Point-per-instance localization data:
--

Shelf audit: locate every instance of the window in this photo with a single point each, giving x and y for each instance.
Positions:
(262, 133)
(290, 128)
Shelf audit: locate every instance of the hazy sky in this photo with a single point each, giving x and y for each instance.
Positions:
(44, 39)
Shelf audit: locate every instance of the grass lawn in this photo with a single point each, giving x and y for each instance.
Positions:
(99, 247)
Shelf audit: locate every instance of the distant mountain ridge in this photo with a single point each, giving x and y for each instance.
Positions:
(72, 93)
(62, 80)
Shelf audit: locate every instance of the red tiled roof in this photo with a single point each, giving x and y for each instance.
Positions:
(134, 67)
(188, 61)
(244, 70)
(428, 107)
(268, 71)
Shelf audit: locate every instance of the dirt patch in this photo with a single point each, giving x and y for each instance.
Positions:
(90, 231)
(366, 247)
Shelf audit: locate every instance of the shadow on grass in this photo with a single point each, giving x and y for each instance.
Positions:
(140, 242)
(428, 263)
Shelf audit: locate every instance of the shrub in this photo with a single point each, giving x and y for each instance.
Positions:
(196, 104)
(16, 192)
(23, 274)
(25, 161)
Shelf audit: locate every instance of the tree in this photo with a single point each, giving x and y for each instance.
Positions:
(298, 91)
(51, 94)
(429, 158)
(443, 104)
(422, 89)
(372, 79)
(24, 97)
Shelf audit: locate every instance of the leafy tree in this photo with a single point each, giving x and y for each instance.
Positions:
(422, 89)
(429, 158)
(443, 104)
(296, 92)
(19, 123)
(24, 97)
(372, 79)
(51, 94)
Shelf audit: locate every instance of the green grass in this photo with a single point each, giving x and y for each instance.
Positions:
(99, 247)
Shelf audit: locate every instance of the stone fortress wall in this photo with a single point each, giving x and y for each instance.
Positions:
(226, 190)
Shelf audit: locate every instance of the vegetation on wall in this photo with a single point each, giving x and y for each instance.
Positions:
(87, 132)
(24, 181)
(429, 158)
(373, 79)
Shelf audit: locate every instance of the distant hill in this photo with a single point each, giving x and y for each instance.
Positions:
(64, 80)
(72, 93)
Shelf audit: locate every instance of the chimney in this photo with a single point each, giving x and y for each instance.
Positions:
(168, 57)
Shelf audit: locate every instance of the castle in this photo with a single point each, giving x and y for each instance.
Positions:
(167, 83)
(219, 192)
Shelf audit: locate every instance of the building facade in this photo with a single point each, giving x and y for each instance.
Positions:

--

Every line above that holds the string "distant" should be copied into the answer.

Shelf audit: locate every instance of the distant mountain ridge in this photo with a single point each, giving x and y for each instance.
Shelf audit: locate every instance of the distant hill in this photo with a single point each, giving x and y for each instance.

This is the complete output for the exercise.